**WORK REQUIRED**
An identical copy of the listing below is all the answer should contain.

**MATERIAL SHOWN**
++++++++++

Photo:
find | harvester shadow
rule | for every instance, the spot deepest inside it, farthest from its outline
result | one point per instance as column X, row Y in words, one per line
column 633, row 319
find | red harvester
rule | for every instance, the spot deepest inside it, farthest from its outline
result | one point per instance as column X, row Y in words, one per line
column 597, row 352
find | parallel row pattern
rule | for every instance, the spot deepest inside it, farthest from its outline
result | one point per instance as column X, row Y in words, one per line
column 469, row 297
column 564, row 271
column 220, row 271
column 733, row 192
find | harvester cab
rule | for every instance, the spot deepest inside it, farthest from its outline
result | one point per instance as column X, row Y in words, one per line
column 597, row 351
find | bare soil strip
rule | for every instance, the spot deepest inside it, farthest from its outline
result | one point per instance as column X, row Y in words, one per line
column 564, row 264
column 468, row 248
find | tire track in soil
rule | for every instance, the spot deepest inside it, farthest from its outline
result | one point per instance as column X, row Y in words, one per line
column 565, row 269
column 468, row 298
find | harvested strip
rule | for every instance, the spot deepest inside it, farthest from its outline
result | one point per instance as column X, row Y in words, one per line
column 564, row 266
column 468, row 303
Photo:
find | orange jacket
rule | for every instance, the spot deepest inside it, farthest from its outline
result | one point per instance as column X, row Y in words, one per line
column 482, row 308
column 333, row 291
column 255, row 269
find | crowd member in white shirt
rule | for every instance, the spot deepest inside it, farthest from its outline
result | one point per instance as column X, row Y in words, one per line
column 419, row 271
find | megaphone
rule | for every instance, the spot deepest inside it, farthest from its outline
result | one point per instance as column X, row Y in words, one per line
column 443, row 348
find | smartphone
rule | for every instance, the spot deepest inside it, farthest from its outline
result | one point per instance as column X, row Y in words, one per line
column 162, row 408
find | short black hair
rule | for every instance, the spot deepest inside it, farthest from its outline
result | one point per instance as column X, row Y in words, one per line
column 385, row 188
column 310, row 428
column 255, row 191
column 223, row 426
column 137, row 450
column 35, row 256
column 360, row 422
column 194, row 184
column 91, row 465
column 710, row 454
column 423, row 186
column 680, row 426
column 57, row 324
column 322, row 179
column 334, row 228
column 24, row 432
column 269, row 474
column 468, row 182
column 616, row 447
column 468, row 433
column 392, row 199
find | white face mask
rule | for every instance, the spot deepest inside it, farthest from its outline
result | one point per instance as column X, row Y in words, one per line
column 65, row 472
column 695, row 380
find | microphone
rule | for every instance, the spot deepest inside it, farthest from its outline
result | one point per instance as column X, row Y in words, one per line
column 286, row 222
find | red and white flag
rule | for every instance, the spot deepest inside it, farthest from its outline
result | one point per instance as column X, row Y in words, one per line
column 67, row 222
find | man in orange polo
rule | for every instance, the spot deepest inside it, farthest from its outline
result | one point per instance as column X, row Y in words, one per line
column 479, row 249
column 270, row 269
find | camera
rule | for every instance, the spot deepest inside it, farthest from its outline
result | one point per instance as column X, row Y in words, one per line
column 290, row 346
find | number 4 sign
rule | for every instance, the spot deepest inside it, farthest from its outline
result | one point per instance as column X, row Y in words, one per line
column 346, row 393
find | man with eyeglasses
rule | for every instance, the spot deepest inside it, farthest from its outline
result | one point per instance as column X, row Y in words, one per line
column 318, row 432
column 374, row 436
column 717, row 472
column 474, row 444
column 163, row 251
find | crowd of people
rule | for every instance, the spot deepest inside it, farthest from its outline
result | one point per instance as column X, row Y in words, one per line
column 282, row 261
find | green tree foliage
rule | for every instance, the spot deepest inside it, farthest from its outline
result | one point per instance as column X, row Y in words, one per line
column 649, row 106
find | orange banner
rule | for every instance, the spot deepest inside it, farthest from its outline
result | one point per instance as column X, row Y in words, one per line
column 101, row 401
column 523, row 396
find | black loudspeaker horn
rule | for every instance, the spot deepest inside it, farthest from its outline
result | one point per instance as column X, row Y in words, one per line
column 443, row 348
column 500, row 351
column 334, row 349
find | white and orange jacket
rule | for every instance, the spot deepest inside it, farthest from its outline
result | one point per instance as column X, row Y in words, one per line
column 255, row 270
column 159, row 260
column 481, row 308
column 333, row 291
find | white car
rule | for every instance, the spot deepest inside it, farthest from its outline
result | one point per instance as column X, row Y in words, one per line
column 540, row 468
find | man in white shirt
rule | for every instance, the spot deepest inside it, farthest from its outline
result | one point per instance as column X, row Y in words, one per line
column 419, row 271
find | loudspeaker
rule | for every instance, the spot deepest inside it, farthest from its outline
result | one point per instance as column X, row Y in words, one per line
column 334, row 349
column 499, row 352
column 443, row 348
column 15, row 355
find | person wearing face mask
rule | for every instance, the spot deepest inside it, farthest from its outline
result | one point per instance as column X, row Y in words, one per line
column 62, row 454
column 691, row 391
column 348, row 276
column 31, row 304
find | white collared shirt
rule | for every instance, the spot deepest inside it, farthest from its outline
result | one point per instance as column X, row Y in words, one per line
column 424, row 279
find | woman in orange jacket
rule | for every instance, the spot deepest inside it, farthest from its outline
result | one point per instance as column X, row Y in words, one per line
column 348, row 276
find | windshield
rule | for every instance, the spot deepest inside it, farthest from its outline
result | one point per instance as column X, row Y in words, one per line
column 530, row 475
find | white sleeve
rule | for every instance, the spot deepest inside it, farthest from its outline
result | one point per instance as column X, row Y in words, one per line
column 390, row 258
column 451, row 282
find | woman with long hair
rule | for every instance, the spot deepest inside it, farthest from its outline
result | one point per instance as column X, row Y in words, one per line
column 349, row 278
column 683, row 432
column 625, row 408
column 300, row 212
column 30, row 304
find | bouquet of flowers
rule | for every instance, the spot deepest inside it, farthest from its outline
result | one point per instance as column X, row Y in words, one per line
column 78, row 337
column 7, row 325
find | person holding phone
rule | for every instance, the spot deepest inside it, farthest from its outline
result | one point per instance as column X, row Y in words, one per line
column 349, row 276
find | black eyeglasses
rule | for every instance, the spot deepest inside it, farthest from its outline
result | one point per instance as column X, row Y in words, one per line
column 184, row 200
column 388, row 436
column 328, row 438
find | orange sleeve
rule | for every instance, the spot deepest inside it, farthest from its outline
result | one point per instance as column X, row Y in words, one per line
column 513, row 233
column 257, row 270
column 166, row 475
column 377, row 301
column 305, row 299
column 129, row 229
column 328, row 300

++++++++++

**RESULT**
Photo:
find | harvester shadow
rule | for every instance, the spot deepest inside it, farthest from its outline
result | one point per instance as column X, row Y in words, one per line
column 633, row 319
find | red harvester
rule | for every instance, the spot deepest inside it, farthest from its outline
result | one point per instance as column X, row Y in words, one per line
column 597, row 352
find | parallel row pattern
rule | for every instance, the spot deepest inside it, farthest from its outline
result | one point per instance as column X, row Y in words, one per line
column 469, row 297
column 564, row 271
column 220, row 271
column 733, row 192
find | harvester cab
rule | for every instance, the spot deepest inside it, farthest from its outline
result | one point per instance as column X, row Y in words, one per line
column 597, row 351
find | bare soil strip
rule | for every instance, the spot deepest inside it, farthest from its outline
result | one point per instance as column X, row Y in words, one per line
column 564, row 264
column 468, row 248
find | tire track in soil
rule | for every instance, the spot deepest inside it, farthest from its outline
result | one point per instance as column X, row Y in words, one per line
column 565, row 269
column 468, row 298
find | harvested strip
rule | for every instance, the spot deepest inside it, farthest from its outline
result | one point per instance as column X, row Y in words, one per line
column 564, row 266
column 468, row 303
Photo:
find | orange jacket
rule | for every instance, the spot deepest inside it, farthest from its outline
result | one point per instance as column X, row Y in words, one per line
column 482, row 308
column 333, row 291
column 255, row 269
find | crowd member in white shirt
rule | for every instance, the spot deepest inside it, farthest from its outline
result | one point per instance as column X, row Y in words, one per line
column 419, row 271
find | megaphone
rule | for every instance, the spot deepest inside it, farthest from its outline
result | one point per instance as column X, row Y in words, one per line
column 443, row 348
find | smartphone
rule | for every instance, the spot deepest inside it, farthest from its outline
result | one point per instance as column X, row Y in words, one per line
column 162, row 408
find | short black hair
rule | for every instance, the spot deepest inside it, farthest from its outline
result | one point per instance as column X, row Y in words, one per line
column 385, row 188
column 310, row 428
column 255, row 191
column 223, row 426
column 137, row 450
column 35, row 256
column 360, row 422
column 194, row 184
column 91, row 465
column 710, row 454
column 423, row 186
column 680, row 426
column 57, row 324
column 322, row 179
column 334, row 228
column 24, row 432
column 269, row 474
column 468, row 182
column 616, row 447
column 468, row 433
column 392, row 199
find | white face mask
rule | for every instance, the spot deepest inside it, farthest from its outline
result | one point per instance as column X, row Y in words, one per line
column 65, row 472
column 695, row 380
find | microphone
rule | for every instance, the spot deepest inside it, farthest from its outline
result | one point per instance as column X, row Y in words, one per line
column 286, row 222
find | red and white flag
rule | for every instance, the spot deepest inside it, farthest from its outline
result | one point per instance as column X, row Y in words, one per line
column 67, row 222
find | man in orange polo
rule | for every instance, the spot deepest inside it, farthest from its outline
result | one point per instance as column X, row Y in words, one per line
column 479, row 249
column 270, row 269
find | camera
rule | for every instance, the spot deepest inside it, farthest from its outline
result | one point per instance as column X, row Y in words, one per line
column 290, row 346
find | number 4 sign
rule | for every instance, the spot deepest inside it, farthest from its outline
result | one point per instance as column X, row Y in words, one per line
column 346, row 393
find | man with eyeglasses
rule | for every instance, the spot deepest inside it, farthest from its outline
result | one point per instance as column X, row Y in words, one per line
column 318, row 432
column 374, row 436
column 717, row 472
column 474, row 444
column 163, row 251
find | crowd of people
rule | for every instance, the spot deepest inside it, farthest from its outline
result | one point per instance as column X, row Y in words, one per line
column 282, row 261
find | green tree foliage
rule | for every instance, the spot deepest inside it, farthest from its outline
result | one point per instance as column X, row Y in words, one per line
column 649, row 106
find | orange banner
rule | for every instance, the spot deepest inside it, farthest from its outline
result | one point per instance as column X, row Y in words, one per line
column 101, row 401
column 523, row 396
find | black loudspeaker horn
rule | for every instance, the spot deepest inside it, farthest from its outline
result | one point per instance as column X, row Y in words, one per line
column 443, row 348
column 500, row 351
column 334, row 349
find | white and orange jacket
rule | for every instance, the spot deepest inside it, farthest from its outline
result | one point per instance as column X, row Y in words, one per line
column 255, row 270
column 159, row 260
column 481, row 308
column 333, row 291
find | white car
rule | for every instance, the spot deepest inside it, farthest from its outline
result | one point per instance as column X, row Y in words, one per line
column 540, row 468
find | man in white shirt
rule | for every instance, the spot deepest inside it, farthest from its outline
result | one point per instance as column X, row Y in words, one per line
column 419, row 271
find | loudspeaker
rule | for every instance, the spot deepest inside it, farthest from its outline
result | one point per instance as column X, row Y in words, one per line
column 334, row 349
column 499, row 352
column 443, row 348
column 15, row 355
find | person wearing face mask
rule | for every instance, the spot deepest inside it, farthest from its outline
result | one point per instance as column X, row Y in words, one per line
column 62, row 454
column 691, row 391
column 348, row 276
column 31, row 304
find | white collared shirt
rule | for every instance, the spot deepest inside it, farthest from its outline
result | one point per instance as column X, row Y in words, one per line
column 424, row 279
find | woman in orange jacket
rule | for every instance, the spot deepest inside it, farthest from its outline
result | one point per instance as column X, row Y in words, one per line
column 348, row 276
find | windshield
rule | for every instance, the spot deepest inside it, farthest from its outline
result | one point per instance as column X, row Y in words, one per line
column 530, row 475
find | white sleeve
rule | for every instance, the spot deepest inside it, farthest from its outline
result | one point per instance as column X, row Y in words, one per line
column 390, row 258
column 451, row 282
find | woman with long hair
rule | for every instance, the spot deepest inside it, farthest from its outline
result | one point per instance as column X, row Y in words, one per line
column 349, row 278
column 683, row 432
column 625, row 408
column 300, row 212
column 30, row 304
find | bouquet of flowers
rule | for every instance, the spot deepest inside it, farthest from its outline
result | one point per instance as column X, row Y in words, one per line
column 78, row 337
column 7, row 325
find | person holding phone
rule | for every instance, the spot deepest inside it, farthest from its outline
result | one point per instance as column X, row Y in words, one per line
column 349, row 276
find | black eyeglasses
rule | for every instance, the spot deepest inside it, farthest from its outline
result | one point per instance as column X, row Y in words, one per line
column 184, row 200
column 388, row 436
column 328, row 438
find | orange sleeve
rule | for every instance, the spot deepest inside it, farthest from its outline
result | one point per instance as column X, row Y in words, one per line
column 513, row 233
column 257, row 270
column 166, row 475
column 377, row 301
column 305, row 299
column 129, row 229
column 328, row 300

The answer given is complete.